Data extracted from a collection

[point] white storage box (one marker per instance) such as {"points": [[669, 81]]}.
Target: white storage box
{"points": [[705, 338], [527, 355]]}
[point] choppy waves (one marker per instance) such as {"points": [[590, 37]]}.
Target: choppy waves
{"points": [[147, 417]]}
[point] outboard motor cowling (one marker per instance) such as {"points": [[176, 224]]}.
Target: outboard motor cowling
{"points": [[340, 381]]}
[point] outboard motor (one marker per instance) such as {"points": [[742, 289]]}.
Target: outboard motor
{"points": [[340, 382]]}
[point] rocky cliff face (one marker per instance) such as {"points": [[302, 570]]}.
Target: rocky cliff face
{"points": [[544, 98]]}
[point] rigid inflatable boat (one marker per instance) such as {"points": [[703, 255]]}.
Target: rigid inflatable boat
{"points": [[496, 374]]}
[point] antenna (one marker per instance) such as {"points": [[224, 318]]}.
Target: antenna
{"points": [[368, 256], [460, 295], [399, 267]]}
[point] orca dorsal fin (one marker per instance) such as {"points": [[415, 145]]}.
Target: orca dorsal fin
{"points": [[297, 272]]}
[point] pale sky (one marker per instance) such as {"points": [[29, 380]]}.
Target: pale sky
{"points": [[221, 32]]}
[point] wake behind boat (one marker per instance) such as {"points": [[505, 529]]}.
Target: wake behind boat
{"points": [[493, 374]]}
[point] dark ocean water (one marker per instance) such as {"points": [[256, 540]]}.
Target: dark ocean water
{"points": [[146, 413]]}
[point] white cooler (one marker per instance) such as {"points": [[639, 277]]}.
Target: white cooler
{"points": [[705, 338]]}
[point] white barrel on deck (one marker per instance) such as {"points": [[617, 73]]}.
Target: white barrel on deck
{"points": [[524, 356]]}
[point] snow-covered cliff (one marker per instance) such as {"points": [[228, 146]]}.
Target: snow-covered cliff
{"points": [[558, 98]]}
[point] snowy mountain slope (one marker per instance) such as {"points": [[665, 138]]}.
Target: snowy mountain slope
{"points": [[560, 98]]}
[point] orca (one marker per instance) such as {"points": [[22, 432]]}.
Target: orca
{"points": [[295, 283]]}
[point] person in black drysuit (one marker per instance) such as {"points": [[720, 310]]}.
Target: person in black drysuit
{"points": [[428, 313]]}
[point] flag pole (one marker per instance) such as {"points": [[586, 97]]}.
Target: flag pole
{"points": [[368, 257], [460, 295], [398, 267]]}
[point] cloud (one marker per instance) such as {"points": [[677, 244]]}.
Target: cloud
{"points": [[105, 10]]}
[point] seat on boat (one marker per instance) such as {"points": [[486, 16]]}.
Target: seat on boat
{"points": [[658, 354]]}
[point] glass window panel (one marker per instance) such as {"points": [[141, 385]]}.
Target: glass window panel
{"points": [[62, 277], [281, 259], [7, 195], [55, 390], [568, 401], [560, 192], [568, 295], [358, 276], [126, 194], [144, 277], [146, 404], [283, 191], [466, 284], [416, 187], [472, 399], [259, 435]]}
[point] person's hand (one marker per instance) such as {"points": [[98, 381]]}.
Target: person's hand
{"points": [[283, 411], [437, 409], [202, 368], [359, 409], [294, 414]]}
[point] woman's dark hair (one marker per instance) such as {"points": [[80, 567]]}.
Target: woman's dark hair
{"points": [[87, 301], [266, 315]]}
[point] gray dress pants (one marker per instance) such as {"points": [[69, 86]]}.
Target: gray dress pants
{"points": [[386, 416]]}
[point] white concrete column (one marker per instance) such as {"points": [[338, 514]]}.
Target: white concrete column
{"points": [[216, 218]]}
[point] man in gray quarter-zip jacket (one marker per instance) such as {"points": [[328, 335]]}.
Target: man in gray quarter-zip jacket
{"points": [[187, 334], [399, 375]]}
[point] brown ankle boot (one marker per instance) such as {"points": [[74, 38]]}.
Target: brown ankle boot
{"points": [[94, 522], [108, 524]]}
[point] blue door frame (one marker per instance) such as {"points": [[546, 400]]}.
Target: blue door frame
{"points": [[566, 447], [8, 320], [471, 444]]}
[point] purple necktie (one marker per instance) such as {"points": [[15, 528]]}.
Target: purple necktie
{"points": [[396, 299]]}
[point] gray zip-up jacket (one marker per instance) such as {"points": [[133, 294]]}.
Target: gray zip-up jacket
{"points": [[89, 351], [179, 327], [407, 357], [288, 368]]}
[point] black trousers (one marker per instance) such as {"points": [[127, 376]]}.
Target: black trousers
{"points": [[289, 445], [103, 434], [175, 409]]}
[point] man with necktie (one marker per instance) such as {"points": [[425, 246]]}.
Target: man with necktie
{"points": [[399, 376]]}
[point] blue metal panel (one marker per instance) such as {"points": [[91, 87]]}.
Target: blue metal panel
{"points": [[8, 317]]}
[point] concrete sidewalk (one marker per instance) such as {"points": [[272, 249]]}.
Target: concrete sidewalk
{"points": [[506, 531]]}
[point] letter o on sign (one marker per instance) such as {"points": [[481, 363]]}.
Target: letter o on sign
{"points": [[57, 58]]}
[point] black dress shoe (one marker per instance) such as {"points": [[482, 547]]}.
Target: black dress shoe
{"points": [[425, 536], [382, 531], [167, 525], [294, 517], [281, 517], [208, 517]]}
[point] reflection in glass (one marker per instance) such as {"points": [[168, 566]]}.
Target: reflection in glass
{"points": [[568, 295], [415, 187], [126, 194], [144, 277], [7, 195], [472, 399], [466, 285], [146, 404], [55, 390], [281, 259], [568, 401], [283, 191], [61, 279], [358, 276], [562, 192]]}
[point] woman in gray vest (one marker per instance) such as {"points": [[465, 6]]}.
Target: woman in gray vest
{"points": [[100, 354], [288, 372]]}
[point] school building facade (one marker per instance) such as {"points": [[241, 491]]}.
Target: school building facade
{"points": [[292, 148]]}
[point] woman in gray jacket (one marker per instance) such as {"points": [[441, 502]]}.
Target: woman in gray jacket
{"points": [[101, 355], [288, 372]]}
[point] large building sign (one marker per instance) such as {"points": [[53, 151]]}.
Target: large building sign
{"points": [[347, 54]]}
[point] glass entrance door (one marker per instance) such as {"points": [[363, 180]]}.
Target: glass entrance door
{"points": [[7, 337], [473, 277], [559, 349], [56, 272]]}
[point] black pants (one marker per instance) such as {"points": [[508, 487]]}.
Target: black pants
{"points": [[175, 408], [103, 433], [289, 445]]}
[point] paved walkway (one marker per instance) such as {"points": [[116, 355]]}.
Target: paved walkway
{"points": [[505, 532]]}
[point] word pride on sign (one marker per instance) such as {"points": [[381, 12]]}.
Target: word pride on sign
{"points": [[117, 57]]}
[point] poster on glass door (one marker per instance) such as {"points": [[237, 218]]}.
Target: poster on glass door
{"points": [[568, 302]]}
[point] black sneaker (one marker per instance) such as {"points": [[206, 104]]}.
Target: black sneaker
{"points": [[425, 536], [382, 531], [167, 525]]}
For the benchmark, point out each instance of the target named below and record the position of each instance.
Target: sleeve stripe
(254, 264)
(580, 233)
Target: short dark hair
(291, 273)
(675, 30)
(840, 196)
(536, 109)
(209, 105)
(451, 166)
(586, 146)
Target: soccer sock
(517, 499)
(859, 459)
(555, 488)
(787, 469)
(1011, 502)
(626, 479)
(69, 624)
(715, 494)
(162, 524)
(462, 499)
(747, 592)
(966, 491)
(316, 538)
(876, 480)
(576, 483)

**Requirement:** Copy each record from above exactly, and include every line.

**Written answer:**
[point] white storage box (one marker per instance) such as {"points": [[669, 81]]}.
Target: white storage box
{"points": [[705, 338], [527, 355]]}
[point] choppy waves (one marker per instance) such as {"points": [[590, 37]]}.
Target: choppy waves
{"points": [[147, 417]]}
[point] outboard motor cowling (one marker per instance) such as {"points": [[176, 224]]}.
Target: outboard motor cowling
{"points": [[340, 381]]}
[point] outboard motor (one marker per instance) such as {"points": [[742, 289]]}.
Target: outboard motor
{"points": [[340, 382]]}
[point] rocky cliff face (one marker per instance) such as {"points": [[302, 570]]}.
Target: rocky cliff face
{"points": [[544, 98]]}
[point] rigid inflatable boat (one marker per instance) such as {"points": [[703, 255]]}.
Target: rigid inflatable boat
{"points": [[496, 374]]}
[point] antenna (one marker per instance) such as {"points": [[224, 318]]}.
Target: antenna
{"points": [[368, 256], [460, 295], [399, 267]]}
[point] orca dorsal fin (one marker per instance) such as {"points": [[415, 145]]}.
Target: orca dorsal fin
{"points": [[297, 272]]}
[point] pale sky (one marker per instance) such as {"points": [[29, 380]]}.
Target: pale sky
{"points": [[221, 32]]}
[point] wake behind boat (one marker per instance) such as {"points": [[505, 529]]}.
Target: wake behind boat
{"points": [[493, 374]]}
[point] dark ocean water (one marker per instance) such as {"points": [[256, 540]]}.
Target: dark ocean water
{"points": [[146, 413]]}
[point] white cooler (one marker per instance) such as {"points": [[639, 277]]}.
Target: white cooler
{"points": [[705, 338]]}
[point] white barrel on deck (one marker per instance) such as {"points": [[617, 73]]}.
Target: white barrel on deck
{"points": [[524, 356]]}
[point] snow-covered cliff (one marker per instance) such as {"points": [[228, 146]]}.
Target: snow-covered cliff
{"points": [[558, 98]]}
[point] snowy mountain slope (one marker per instance) such as {"points": [[665, 138]]}.
Target: snowy mountain slope
{"points": [[560, 98]]}
[point] orca (one marker per instance) such as {"points": [[22, 432]]}.
Target: orca
{"points": [[295, 283]]}
[point] person in black drysuit (one marker per instance) such as {"points": [[720, 310]]}.
Target: person in black drysuit
{"points": [[428, 313]]}
[point] flag pole (one marker per instance) such as {"points": [[586, 97]]}.
Target: flag pole
{"points": [[368, 257], [460, 295], [398, 267]]}
[point] cloud (one marker per instance) such as {"points": [[677, 244]]}.
Target: cloud
{"points": [[105, 10]]}
[point] seat on boat (one marker per instance) such as {"points": [[486, 16]]}.
Target: seat on boat
{"points": [[658, 354]]}
[point] glass window panel (one marker per instance) such as {"points": [[141, 385]]}.
Target: glass window panel
{"points": [[62, 277], [281, 259], [7, 195], [55, 390], [568, 401], [560, 192], [568, 295], [358, 276], [126, 194], [144, 277], [146, 404], [283, 191], [466, 284], [416, 187], [472, 399], [259, 435]]}
[point] person's hand (one marker per instance) such as {"points": [[98, 381]]}.
Target: person's hand
{"points": [[283, 411], [437, 409], [202, 368], [359, 409], [294, 414]]}
[point] woman's dark hair (one marker per instance) such as {"points": [[80, 567]]}.
Target: woman's dark hair
{"points": [[87, 301], [266, 315]]}
[point] gray dress pants (one marker per instance) such as {"points": [[69, 86]]}.
Target: gray dress pants
{"points": [[386, 416]]}
[point] white concrete column (one marker per instance) such as {"points": [[338, 514]]}.
Target: white concrete column
{"points": [[216, 218]]}
[point] man in gray quarter-zip jacket (one marker per instance) such as {"points": [[328, 335]]}.
Target: man in gray quarter-zip jacket
{"points": [[187, 334], [399, 375]]}
[point] brown ankle boot (one marker per instance) such as {"points": [[74, 38]]}.
Target: brown ankle boot
{"points": [[94, 522], [108, 524]]}
[point] blue door frame (one marker per instance) such as {"points": [[546, 400]]}.
Target: blue door frame
{"points": [[566, 447], [8, 320], [471, 444]]}
[point] purple necktie (one marker per instance) such as {"points": [[15, 528]]}.
Target: purple necktie
{"points": [[396, 299]]}
[point] gray zip-up jacket (one marker per instance) such as {"points": [[133, 294]]}.
Target: gray zip-up jacket
{"points": [[89, 351], [179, 327], [407, 357], [288, 368]]}
[point] black trousers (one marker per instance) such as {"points": [[127, 376]]}.
Target: black trousers
{"points": [[289, 445], [103, 434], [175, 409]]}
[point] man with necktie (one marker per instance) such as {"points": [[425, 246]]}.
Target: man with necktie
{"points": [[399, 376]]}
[point] blue metal panel (one marker per instance) such as {"points": [[91, 87]]}.
Target: blue metal panel
{"points": [[8, 317]]}
[point] concrete sidewalk (one marker per instance) such as {"points": [[272, 249]]}.
Target: concrete sidewalk
{"points": [[506, 531]]}
[point] letter o on sign (one marker per instance) such as {"points": [[481, 363]]}.
Target: letter o on sign
{"points": [[57, 58]]}
[point] black dress shoe (one marker per instance) such as {"points": [[482, 547]]}.
Target: black dress shoe
{"points": [[425, 536], [382, 531], [167, 525], [294, 517], [281, 517], [208, 517]]}
[point] reflection in glass (one marker per instance) such as {"points": [[168, 566]]}.
Target: reflection in glass
{"points": [[568, 295], [415, 187], [126, 194], [144, 277], [7, 195], [472, 399], [466, 285], [146, 404], [55, 390], [281, 259], [568, 401], [283, 191], [61, 279], [358, 276], [562, 192]]}
[point] woman in gray vest (one marker per instance) such as {"points": [[465, 6]]}.
Target: woman in gray vest
{"points": [[100, 354], [288, 372]]}
[point] school building facade (one marker per instance) such as {"points": [[241, 491]]}.
Target: school building facade
{"points": [[292, 148]]}
[point] woman in gray jacket (one marker per instance) such as {"points": [[441, 502]]}.
Target: woman in gray jacket
{"points": [[101, 355], [288, 372]]}
[point] large building sign (one marker per instance) such as {"points": [[53, 151]]}.
Target: large building sign
{"points": [[347, 54]]}
[point] glass entrance door (one marker per instance) such as {"points": [[363, 180]]}.
Target: glass entrance door
{"points": [[7, 337], [473, 277], [559, 349], [56, 272]]}
[point] black pants (one marker per instance) such as {"points": [[508, 487]]}.
Target: black pants
{"points": [[175, 408], [103, 433], [289, 445]]}
[point] paved walkway (one marker per instance) such as {"points": [[116, 355]]}.
Target: paved walkway
{"points": [[505, 532]]}
[point] word pride on sign (one marker per instance) such as {"points": [[381, 12]]}.
Target: word pride on sign
{"points": [[117, 57]]}
[point] poster on glass door (one marker per instance) such as {"points": [[237, 218]]}.
Target: poster on glass door
{"points": [[568, 302]]}
[point] black sneaker (one marker per instance) such as {"points": [[206, 104]]}.
Target: black sneaker
{"points": [[425, 536], [382, 531], [167, 525]]}
For the benchmark, point out each instance of the target named below and record the position of each instance.
Target: sleeve stripe
(254, 264)
(580, 233)
Target: short dark hair
(291, 273)
(675, 30)
(840, 196)
(536, 109)
(209, 105)
(451, 166)
(586, 146)
Target: soccer sock
(517, 499)
(859, 459)
(555, 488)
(787, 469)
(1011, 502)
(626, 479)
(69, 624)
(715, 494)
(162, 524)
(462, 499)
(747, 592)
(966, 491)
(316, 538)
(876, 480)
(576, 483)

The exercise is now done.